_CONSIGNE_
Répondez à ces questions d'après le texte sur la morale d'Héraclite et de Démocrite :
(a) De quelle école Héraclite fut-il l'inspirateur par son système du monde ?
(b) Quelles deux idées Héraclite identifie-t-il ?
(c) Quelle sentence de Démocrite le texte qualifie-t-il de « déjà platonicienne » ?

_TEXTE FOURNI_
┌──

La doctrine d'Héraclite n'est pas plus optimiste, il voit avec dégoût les hommes dans l'ignorance et livrés aux plus basses et aux plus misérables passions. Il ne surpasse en ceci le jugement des gnomiques que par plus d'élévation dans la pensée, — car ils sont quelquefois un peu vulgaires dans leurs plaintes, — et, comme eux aussi, il conclut à la soumission de l'individu à l'ordre et aux lois du monde, seulement avec une vue philosophique plus générale et plus noble de cet ordre universel. Sous ce rapport, Héraclite marche déjà dans la voie des stoïciens, dont il fut l'inspirateur par son système du monde. Il contemple la destinée, ou nécessité des choses, deux idées qu'il identifie, et, faisant, comme on dit en termes familiers, de nécessité vertu, c'est le conformisme et la paix intérieure qu'il recommande. On doit probablement entendre un mot remarquable qui est rapporté de lui: Ήθος άνθρώπφ δαίμων, en ce sens, que tout homme a dans son état moral son démon; que c'est par cet état qu'il est heureux ou malheureux. Le pessimisme du jugement se tourne ainsi en un optimisme de volonté, comme dans le stoïcisme au fond. Ce rapport est intéressant, mais la morale d'Héraclite n'offre pas le développement psychologique que les stoïciens, à la suite des écoles socratiques, purent donner à la leur, et on ne saurait non plus y découvrir une relation particulière avec la doctrine héraclitéenne de l'écoulement universel, de l'alternance des contraires, et de l'opposition de l'état d'unité et de paix à l'état de division et de guerre. Nous ne lui voyons pas de ce chef un caractère systématique.

Il n'existe nullement, entre le sentiment de Démocrite sur la morale et celui d'Héraclite, la différence qu'on pourrait supposer en pensant à la légende bien connue des larmes de l'un et du rire de l'autre sur la condition humaine. Le premier de ces philosophes n'est pas moins grave que le second, et les fragments qu'on a de ses œuvres offrent des jugements et des préceptes nombreux où se résume toute la sagesse pratique de l'âge de la pensée qui se terminait à lui, et cela tantôt avec des considérations semblables à celles des gnomiques, et d'un point de vue utilitaire, — qui ne manquera pas non plus chez Socrate, remarquons-le bien, — tantôt avec une plus grande élévation. Par exemple, il montre combien les plaisirs sont courts, trompeurs en résultat, sources d'ennuis très souvent, irritants par eux-mêmes et non calmants pour qui se livre entièrement à leur poursuite; Mais le tout est dit en regardant l'agrément et le désagrément éprouvés comme les critères du bien et du mal de l'agent, et afin de conclure à son état d'imperturbable tranquillité d'esprit comme but à atteindre. C'est à peu près ce que devait dire plus tard Épicure, et c'est dans le même esprit que Démocrite conseillait la recherche des biens intellectuels, l'étude, le culte du beau. Peut-être trouvera-t-on qu'il entrait dans une direction notablement différente, quand il recommandait la diminution stoïque des besoins, la répression des appétits (dans un sens un peu plus qu'épicurien), le gouvernement de la raison, et la crainte des voluptés troublantes, mais surtout quand il demandait au désintéressement et non à l'égoïsme le principe du bien faire. Remarquons cette sentence déjà platonicienne: «L'injuste est plus malheureux que celui qui subit l'injustice» 1.

└──

Enregistrements sources
┌──

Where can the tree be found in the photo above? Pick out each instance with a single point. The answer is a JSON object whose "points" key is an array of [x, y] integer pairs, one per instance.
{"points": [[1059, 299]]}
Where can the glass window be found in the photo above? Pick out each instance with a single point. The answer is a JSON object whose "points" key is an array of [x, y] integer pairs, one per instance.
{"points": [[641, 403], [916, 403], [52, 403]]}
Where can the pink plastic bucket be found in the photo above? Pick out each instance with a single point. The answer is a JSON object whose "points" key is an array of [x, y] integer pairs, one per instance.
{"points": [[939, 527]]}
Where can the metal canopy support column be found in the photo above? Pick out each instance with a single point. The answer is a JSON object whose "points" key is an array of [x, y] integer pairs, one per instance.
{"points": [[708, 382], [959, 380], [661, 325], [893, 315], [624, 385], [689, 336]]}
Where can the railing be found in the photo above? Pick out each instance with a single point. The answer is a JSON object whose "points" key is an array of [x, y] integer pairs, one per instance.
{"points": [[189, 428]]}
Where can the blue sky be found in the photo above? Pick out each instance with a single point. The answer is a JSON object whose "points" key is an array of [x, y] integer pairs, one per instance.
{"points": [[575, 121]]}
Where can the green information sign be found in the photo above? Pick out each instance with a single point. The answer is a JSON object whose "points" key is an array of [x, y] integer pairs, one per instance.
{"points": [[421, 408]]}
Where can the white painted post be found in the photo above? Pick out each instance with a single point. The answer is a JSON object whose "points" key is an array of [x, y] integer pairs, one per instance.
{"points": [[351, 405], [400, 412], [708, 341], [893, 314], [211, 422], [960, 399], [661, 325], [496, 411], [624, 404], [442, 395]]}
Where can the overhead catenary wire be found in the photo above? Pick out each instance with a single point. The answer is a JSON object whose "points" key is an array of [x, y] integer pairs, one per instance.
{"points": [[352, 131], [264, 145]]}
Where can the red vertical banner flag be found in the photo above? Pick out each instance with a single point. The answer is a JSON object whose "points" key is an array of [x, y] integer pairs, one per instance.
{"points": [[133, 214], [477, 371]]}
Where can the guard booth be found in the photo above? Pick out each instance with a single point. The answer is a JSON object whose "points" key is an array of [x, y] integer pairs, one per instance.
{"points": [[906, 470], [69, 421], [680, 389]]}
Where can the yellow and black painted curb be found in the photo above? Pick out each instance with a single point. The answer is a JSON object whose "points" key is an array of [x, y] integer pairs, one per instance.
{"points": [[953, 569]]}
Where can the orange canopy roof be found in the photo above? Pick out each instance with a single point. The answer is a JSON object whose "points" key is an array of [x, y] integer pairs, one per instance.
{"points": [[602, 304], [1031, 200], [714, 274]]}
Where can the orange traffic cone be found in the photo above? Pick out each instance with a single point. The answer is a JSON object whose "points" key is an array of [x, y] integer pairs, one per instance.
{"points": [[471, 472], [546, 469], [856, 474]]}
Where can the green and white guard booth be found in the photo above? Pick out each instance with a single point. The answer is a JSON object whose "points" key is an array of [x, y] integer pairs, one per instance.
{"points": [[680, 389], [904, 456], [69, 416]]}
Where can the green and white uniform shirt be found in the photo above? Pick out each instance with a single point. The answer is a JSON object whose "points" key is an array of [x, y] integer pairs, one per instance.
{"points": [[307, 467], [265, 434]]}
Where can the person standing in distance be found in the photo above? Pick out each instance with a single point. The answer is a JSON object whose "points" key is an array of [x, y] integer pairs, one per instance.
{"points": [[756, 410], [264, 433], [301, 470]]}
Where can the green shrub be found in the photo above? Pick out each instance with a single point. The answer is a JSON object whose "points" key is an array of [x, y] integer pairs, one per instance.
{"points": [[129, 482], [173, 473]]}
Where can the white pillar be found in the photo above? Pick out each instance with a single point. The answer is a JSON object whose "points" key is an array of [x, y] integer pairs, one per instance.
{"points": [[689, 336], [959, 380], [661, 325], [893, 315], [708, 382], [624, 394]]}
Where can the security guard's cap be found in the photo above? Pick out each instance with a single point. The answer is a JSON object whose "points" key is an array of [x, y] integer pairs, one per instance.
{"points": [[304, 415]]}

└──

_CORRIGÉ_
(a) Des stoïciens.
(b) La destinée et la nécessité des choses.
(c) « L'injuste est plus malheureux que celui qui subit l'injustice. »